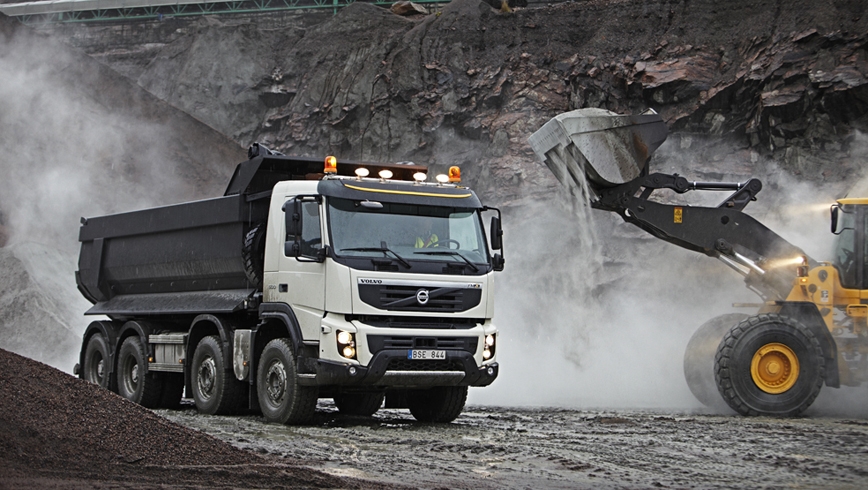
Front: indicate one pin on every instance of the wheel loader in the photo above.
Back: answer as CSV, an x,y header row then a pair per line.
x,y
811,327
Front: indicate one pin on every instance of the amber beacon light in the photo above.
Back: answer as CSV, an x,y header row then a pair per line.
x,y
454,174
331,165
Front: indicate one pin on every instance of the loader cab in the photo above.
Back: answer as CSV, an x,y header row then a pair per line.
x,y
849,224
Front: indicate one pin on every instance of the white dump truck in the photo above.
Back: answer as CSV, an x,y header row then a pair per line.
x,y
365,283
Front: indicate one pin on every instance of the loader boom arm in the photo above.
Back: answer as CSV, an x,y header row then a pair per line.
x,y
768,261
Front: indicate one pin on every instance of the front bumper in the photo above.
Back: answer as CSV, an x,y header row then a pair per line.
x,y
391,368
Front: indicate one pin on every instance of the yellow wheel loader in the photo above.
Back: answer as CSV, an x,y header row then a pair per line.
x,y
811,328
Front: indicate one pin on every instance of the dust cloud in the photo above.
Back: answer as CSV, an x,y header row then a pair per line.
x,y
65,154
604,324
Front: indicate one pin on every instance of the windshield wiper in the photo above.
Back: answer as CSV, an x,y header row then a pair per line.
x,y
384,250
448,252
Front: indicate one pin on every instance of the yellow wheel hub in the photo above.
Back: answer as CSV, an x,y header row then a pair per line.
x,y
774,368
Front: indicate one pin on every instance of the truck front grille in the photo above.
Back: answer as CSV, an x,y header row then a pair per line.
x,y
407,298
382,342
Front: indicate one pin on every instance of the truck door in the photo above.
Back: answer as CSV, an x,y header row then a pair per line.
x,y
301,276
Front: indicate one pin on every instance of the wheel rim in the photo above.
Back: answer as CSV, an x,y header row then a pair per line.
x,y
131,371
275,382
206,377
774,368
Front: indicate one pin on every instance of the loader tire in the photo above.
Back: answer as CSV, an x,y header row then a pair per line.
x,y
133,383
699,359
96,361
215,389
441,404
281,398
769,365
361,404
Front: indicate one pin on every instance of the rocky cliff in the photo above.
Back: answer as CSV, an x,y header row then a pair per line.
x,y
740,82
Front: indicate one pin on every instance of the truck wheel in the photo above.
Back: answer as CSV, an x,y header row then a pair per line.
x,y
362,404
281,399
133,383
769,365
96,361
173,390
215,389
699,359
440,404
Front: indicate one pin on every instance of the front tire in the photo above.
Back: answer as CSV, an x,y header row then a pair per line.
x,y
96,361
281,398
215,389
441,404
769,365
360,404
133,383
699,359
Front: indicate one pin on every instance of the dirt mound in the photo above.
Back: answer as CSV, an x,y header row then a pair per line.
x,y
55,427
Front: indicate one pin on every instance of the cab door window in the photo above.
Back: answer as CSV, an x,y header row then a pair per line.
x,y
311,234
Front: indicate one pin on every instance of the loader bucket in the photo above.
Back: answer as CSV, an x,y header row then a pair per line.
x,y
606,148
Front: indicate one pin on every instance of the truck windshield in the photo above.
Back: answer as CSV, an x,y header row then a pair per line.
x,y
406,231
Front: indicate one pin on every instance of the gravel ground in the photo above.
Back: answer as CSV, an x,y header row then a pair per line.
x,y
57,431
498,447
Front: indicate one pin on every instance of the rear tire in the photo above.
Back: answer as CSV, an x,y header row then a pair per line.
x,y
215,389
769,365
281,399
441,404
133,383
699,359
96,361
361,404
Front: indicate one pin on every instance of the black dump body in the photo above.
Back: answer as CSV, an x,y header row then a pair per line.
x,y
193,257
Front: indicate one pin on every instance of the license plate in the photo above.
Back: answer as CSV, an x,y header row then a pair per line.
x,y
426,354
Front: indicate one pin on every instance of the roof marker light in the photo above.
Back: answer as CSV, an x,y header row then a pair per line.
x,y
454,174
331,165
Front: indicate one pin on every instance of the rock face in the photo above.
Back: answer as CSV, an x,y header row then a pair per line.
x,y
467,84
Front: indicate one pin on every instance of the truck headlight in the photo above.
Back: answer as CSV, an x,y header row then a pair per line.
x,y
346,343
488,349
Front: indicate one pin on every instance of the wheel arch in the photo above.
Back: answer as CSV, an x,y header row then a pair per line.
x,y
278,320
203,326
808,315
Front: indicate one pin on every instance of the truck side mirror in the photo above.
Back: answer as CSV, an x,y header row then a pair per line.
x,y
497,262
496,233
292,217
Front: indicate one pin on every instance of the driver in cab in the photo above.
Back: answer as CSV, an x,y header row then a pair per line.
x,y
425,237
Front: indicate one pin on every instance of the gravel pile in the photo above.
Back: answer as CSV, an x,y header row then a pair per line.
x,y
59,431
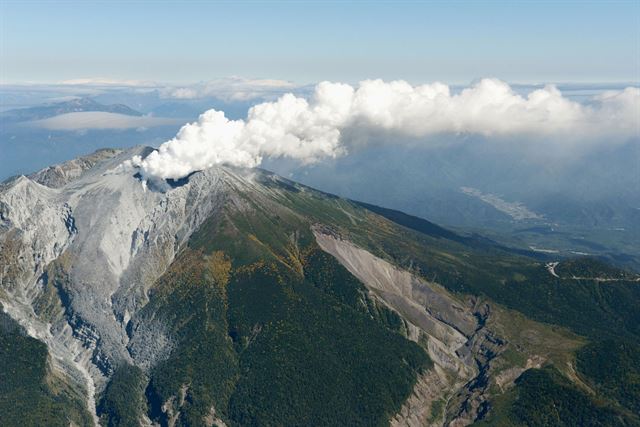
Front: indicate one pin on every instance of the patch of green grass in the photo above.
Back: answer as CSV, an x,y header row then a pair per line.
x,y
544,397
31,395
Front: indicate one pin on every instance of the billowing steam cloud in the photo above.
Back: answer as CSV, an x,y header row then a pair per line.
x,y
310,130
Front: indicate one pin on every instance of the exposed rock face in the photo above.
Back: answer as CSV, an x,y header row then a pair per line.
x,y
456,337
80,245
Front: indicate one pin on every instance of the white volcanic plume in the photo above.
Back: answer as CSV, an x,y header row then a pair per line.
x,y
310,130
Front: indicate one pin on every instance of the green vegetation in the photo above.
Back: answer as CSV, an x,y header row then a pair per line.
x,y
30,394
201,371
284,336
613,367
123,400
544,397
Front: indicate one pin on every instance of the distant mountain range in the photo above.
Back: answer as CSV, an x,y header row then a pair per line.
x,y
72,106
235,297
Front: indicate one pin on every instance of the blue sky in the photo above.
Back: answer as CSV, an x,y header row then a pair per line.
x,y
304,42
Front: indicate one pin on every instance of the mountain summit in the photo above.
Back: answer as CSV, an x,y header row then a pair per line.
x,y
237,297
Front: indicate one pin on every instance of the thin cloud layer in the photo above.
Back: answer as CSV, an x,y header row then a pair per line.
x,y
86,120
311,130
231,89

——

Work required. The response should repeat every entry above exactly and include none of the pictures.

Exercise response.
Front: indicate one pin on every instance of the wheel loader in the photo above.
Back: answer as CSV, an x,y header row then a pair per line.
x,y
811,327
Front: indicate one pin on every instance of the amber beacon light in the photo above.
Back: answer as CSV, an x,y header row then a pair per line.
x,y
454,174
331,165
Front: indicate one pin on every instance of the loader cab in the photo above.
Back: answer as CSV, an x,y header row then a pair per line.
x,y
849,224
Front: indicate one pin on every instance of the white dump truck in the photo above.
Back: answer as CSV, an x,y header row then a pair per line.
x,y
365,283
Front: indicate one pin on every instance of the loader boom arm in the photo above.
Back: answer as CSV, an x,y header row then a pair per line.
x,y
768,261
Front: indicate one pin on every instance of the front bumper in the photo above.
Back: answer as CSV, an x,y header row then a pair per line.
x,y
391,368
Front: indicate one pin on every instance of the yellow wheel loader in the photo above.
Back: answer as CSV, an x,y header row then a pair per line.
x,y
811,328
Front: indicate one pin on every instance of the dust cloud in the photo above.
Back: answer as CSV, an x,y header row then a pair per line.
x,y
65,154
604,324
Front: indicate one pin on every instance of the windshield wiper in the photo above.
Back: answer as CSV, an x,y header row then a pair per line.
x,y
384,250
448,252
Front: indicate one pin on every instance of the yellow wheel hub in the photo above.
Back: answer as CSV, an x,y header row then a pair per line.
x,y
774,368
Front: indicate one pin on every instance of the truck front grille in the photo above.
Back: answer as CSV, an x,y header row then a pair per line.
x,y
407,298
382,342
Front: indicate one pin on every instance of the truck door in the photo above.
Back: answer as CSV, an x,y header row then a pair per line.
x,y
301,276
Front: indicate one pin on every instance of the wheel rim in the photo above.
Back: answer as CSV, an x,y header row then a pair per line.
x,y
131,371
275,382
206,377
774,368
Front: indicate one pin on every instance of the loader tire in the photo above.
Back: answer as CSV, an x,y header row then a pair per line.
x,y
133,383
699,359
96,361
215,389
441,404
281,398
769,365
361,404
Front: indicate one pin on every instance of the rocky cliff in the photo above.
Back: answer as CSV, an x,y header row then a pair per line.
x,y
740,82
Front: indicate one pin on every instance of the truck wheel in the photo above.
Back: answer as CSV, an x,y header row then a pair per line.
x,y
362,404
281,399
133,383
769,365
96,361
173,390
215,389
699,359
440,404
Front: indicate one pin on every instance of the front tire in the photo above.
Back: answer as CSV, an x,y header row then a pair per line.
x,y
96,361
281,398
215,389
441,404
769,365
360,404
133,383
699,359
Front: indicate one pin on every instance of the dirt mound in the photo above.
Back: answer as CSV, an x,y header row then a pair per line.
x,y
55,427
Front: indicate one pin on every instance of the cab door window in the photo above.
Back: answer as CSV, an x,y header row then a pair per line.
x,y
311,234
Front: indicate one pin on every instance of the loader bucket in the photo above.
Back: answer as CSV, an x,y header row then a pair per line.
x,y
606,148
Front: indicate one pin on every instance of the truck windshield in the photo above.
Back: answer as CSV, an x,y header row then a pair per line.
x,y
406,231
Front: indicate one pin on every instance of the gravel ground in the photo above.
Back: answer as CSV, an x,y header row then a pair per line.
x,y
57,431
498,447
Front: indicate one pin on every instance of the rear tire in the photo above.
Back: answer as CSV, an x,y header row then a pair per line.
x,y
215,389
769,365
281,399
441,404
133,383
699,359
96,361
361,404
Front: indicate one pin on every instance of the black dump body in the photo above.
Back: answer as CSV, an x,y header row then a pair per line.
x,y
193,257
Front: indicate one pin on every instance of the license plate in the photo above.
Back: answer as CSV, an x,y header row then a pair per line.
x,y
426,354
Front: indicate one pin on every instance of the roof marker light in the photo above.
Back: answer as CSV, an x,y header row then a pair per line.
x,y
454,174
331,165
Front: indicate one pin on every instance of the rock face in the photo above.
Back: answer as CSV, an x,y header row then a pair per line.
x,y
467,84
Front: indicate one pin on every instance of the truck headlight in the photo above.
Back: answer as CSV, an x,y header row then a pair per line.
x,y
346,343
488,349
Front: indicate one pin on every instance of the wheel arch in the photo above.
Back: answer as CSV, an x,y header row then a pair per line.
x,y
278,320
203,326
808,315
Front: indicate one pin on every instance of the truck side mirror in the photo above.
Back: answer as CSV, an x,y header row then a pair per line.
x,y
497,262
496,233
292,217
Front: indicate one pin on every instance of the driver in cab in the photo above.
Back: answer as CSV, an x,y header row then a pair per line.
x,y
425,237
Front: indicate one pin on every instance of the gravel pile in the photo above.
Back: answer as CSV, an x,y header row then a pair per line.
x,y
59,431
Front: indicate one pin on every instance of the patch of green grass in the photo above.
Back: answer as CSV, an x,y header row then a pair per line.
x,y
544,397
31,395
Front: indicate one pin on every instance of the billowing steam cloud in the photo above.
Back: answer as CSV, an x,y header row then a pair per line.
x,y
310,130
Front: indicate one pin on every instance of the exposed rock face in the photo above.
Back: answer as CSV, an x,y header row then a pair per line.
x,y
456,337
80,245
Front: indicate one pin on every instance of the white volcanic plume in the photo above.
Back: answer as CSV, an x,y header row then a pair per line.
x,y
310,130
Front: indicate one pin on every instance of the green vegetation in the photo above.
Back: answer as CSV, an x,y header row then a pair per line.
x,y
30,394
201,371
284,336
613,367
123,400
544,397
Front: indicate one pin on every instance of the distant mountain range in the photo above.
Back: answer as CSV, an x,y header row then a pair per line.
x,y
72,106
235,297
Front: indicate one pin on every instance of the blue sky in the photo above.
Back: answer as CSV, an x,y header row then a pair per line.
x,y
304,42
Front: indicate one pin on every instance of the mountain summit in the photo above.
Back: answer as CSV, an x,y header row then a pair per line.
x,y
237,297
Front: indicate one pin on every instance of the thin cloud layer in the photo above.
Back: answer as CSV, an x,y header row then a pair per line.
x,y
86,120
311,130
231,89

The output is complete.